PROBLEM STATEMENT: Copy the lines of the listing from the one containing "Point me to the recessed ceiling light." through the one containing "[636,270,715,353]", inclusive, keeping the requests unchanged and multiplying every bounding-box coordinate by 0.9. Round each result to a whole number, with halves rounded up.

Detection examples:
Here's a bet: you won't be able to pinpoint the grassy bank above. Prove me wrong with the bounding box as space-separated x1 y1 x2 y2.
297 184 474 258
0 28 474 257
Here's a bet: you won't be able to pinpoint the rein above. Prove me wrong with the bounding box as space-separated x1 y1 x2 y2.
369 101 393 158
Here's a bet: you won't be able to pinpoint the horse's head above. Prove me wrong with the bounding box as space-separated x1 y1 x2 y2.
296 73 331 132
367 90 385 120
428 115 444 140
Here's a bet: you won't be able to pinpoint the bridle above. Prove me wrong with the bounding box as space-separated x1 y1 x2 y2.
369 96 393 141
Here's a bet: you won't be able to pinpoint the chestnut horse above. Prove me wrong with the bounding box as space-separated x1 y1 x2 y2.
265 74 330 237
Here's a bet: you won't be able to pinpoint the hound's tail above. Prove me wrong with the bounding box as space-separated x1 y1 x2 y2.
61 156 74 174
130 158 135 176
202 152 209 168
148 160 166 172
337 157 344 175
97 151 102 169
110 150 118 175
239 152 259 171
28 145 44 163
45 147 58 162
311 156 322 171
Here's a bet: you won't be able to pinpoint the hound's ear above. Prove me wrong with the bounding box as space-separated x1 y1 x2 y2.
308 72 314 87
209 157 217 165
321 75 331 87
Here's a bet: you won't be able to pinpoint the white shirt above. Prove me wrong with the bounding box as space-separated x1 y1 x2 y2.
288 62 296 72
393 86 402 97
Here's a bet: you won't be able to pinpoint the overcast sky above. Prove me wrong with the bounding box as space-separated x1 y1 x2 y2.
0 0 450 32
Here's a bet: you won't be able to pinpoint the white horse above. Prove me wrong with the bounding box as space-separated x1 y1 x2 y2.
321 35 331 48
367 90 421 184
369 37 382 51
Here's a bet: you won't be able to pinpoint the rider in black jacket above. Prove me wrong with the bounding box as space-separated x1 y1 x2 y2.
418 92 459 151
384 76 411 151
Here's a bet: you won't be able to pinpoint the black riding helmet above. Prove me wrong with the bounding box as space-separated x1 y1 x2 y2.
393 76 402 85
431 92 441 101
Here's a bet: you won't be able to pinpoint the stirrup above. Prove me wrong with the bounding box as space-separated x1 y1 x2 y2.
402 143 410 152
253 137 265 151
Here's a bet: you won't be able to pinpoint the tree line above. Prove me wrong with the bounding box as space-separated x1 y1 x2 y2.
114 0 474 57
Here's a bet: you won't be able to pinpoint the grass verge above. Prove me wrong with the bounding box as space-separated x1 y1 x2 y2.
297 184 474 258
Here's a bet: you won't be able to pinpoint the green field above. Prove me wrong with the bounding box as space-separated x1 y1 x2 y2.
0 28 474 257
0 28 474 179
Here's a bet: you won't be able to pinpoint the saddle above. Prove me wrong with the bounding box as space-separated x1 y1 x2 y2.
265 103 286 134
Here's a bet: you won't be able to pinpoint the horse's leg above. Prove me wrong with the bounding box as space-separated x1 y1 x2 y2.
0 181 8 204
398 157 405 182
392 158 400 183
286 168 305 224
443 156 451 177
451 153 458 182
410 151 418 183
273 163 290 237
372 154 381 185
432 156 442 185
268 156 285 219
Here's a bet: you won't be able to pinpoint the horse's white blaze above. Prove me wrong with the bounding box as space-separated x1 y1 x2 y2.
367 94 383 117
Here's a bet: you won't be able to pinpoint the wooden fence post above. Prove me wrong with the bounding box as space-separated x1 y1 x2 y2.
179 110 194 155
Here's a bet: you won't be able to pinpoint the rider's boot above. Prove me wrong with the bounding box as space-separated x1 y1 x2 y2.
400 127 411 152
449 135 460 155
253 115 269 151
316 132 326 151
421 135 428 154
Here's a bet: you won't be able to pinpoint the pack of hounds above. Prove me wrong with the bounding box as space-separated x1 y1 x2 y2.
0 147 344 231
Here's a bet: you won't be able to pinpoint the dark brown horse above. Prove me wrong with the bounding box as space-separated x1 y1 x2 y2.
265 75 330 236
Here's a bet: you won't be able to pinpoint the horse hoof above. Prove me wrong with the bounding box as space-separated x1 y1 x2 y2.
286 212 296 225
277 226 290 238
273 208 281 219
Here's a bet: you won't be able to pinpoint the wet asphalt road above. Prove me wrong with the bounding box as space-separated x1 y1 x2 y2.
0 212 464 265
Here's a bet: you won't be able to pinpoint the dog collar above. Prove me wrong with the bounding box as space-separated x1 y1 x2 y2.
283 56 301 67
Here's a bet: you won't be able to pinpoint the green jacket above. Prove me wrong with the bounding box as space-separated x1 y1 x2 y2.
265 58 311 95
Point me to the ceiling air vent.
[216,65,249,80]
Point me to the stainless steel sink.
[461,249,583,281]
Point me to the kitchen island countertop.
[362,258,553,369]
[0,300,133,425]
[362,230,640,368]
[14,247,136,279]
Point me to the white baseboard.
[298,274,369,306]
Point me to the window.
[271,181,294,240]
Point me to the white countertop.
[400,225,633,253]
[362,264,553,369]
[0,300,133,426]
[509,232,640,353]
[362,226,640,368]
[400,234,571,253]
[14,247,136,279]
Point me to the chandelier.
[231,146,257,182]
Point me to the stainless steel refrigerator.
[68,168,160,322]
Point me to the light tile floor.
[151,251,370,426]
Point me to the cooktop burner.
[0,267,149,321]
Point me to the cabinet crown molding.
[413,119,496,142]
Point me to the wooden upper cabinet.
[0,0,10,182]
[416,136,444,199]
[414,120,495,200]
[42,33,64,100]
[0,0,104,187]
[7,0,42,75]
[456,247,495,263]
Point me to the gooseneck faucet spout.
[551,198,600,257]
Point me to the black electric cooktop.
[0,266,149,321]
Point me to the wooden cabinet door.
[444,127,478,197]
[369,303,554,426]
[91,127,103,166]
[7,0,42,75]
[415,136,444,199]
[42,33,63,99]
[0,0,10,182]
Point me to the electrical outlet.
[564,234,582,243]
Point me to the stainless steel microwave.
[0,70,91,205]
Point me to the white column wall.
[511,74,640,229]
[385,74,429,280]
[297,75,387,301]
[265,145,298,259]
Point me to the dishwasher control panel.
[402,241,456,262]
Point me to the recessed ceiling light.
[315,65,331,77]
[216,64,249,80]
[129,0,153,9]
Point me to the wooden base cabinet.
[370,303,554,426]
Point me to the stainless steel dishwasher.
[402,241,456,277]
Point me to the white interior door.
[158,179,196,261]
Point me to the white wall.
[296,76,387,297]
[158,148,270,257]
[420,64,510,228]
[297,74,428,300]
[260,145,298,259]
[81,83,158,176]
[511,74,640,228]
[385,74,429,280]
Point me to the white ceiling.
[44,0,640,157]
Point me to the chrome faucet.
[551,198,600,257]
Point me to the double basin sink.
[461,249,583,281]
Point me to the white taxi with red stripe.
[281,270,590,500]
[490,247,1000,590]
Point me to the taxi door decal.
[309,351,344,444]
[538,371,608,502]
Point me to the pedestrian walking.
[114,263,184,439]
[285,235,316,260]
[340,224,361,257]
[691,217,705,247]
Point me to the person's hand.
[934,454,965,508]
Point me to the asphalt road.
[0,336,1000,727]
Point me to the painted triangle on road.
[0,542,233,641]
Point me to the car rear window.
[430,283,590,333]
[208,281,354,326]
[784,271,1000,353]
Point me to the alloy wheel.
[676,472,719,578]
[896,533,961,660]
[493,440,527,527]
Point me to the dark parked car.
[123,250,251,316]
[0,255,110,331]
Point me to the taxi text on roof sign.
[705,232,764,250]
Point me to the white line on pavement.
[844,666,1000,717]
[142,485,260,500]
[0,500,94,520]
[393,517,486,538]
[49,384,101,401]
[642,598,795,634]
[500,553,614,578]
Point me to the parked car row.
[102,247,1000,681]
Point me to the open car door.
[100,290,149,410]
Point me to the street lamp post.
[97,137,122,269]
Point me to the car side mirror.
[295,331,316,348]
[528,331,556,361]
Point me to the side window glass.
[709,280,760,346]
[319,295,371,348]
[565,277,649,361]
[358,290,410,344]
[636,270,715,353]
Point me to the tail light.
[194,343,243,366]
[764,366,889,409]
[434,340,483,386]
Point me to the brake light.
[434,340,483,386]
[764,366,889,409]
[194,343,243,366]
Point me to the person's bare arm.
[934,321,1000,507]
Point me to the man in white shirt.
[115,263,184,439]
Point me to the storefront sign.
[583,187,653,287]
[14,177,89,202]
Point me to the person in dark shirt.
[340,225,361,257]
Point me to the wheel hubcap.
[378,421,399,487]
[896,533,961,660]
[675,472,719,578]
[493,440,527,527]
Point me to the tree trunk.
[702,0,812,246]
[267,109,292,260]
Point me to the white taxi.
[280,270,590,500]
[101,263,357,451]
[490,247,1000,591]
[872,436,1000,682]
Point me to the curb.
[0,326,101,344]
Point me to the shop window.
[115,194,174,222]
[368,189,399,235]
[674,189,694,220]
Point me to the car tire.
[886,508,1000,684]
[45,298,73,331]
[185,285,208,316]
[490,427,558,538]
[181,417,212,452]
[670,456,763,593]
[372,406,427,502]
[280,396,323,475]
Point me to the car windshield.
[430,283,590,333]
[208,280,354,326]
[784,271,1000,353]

SOLUTION TO THE EXERCISE:
Point me to the recessed ceiling light.
[284,59,298,69]
[194,58,224,72]
[116,0,138,8]
Point me to the wooden base cabinet.
[333,273,499,383]
Point me to the stainless steel dishwasher.
[362,217,410,249]
Point me to the white interior door.
[142,161,176,235]
Point me to the white wall.
[266,68,348,267]
[142,133,243,231]
[378,58,459,205]
[267,67,385,270]
[234,131,268,233]
[73,75,142,158]
[460,67,576,205]
[347,67,386,252]
Point me to the white ceiling.
[40,0,576,141]
Point me to the chrome faucet.
[496,178,540,231]
Point me to the double basin sink.
[415,224,525,253]
Point me to the white taxi with red stripe.
[253,243,531,450]
[441,222,900,531]
Point me to the taxi door decal.
[278,316,310,400]
[484,334,547,452]
Point me to the pedestrian walking.
[103,237,166,395]
[257,212,284,234]
[306,202,325,231]
[622,195,635,222]
Point me to the person's hand.
[841,409,869,457]
Point me to the asphalt road.
[0,302,900,654]
Point me to the painted triangle on road.
[0,488,210,577]
Point me to the car rear window.
[387,255,531,300]
[187,253,319,293]
[706,244,900,318]
Point me to the alloy wheel.
[608,425,647,520]
[806,480,865,594]
[444,396,474,474]
Point me to the dark parked car.
[111,225,226,284]
[0,230,99,298]
Point me to the taxi text on roof sign.
[635,209,688,225]
Point me to the white line on pavement.
[760,599,900,645]
[128,437,234,450]
[0,450,85,468]
[354,465,437,484]
[44,346,91,361]
[578,538,716,571]
[450,498,553,520]
Point me to the parked car row.
[92,222,900,613]
Point me to the open car door.
[90,261,134,369]
Point me to the street lamp post.
[87,123,110,242]
Point me to the car side mirror.
[266,298,284,313]
[475,298,500,325]
Point me to the side window glass.
[638,252,684,311]
[287,266,334,313]
[509,249,584,325]
[322,261,369,310]
[572,243,644,318]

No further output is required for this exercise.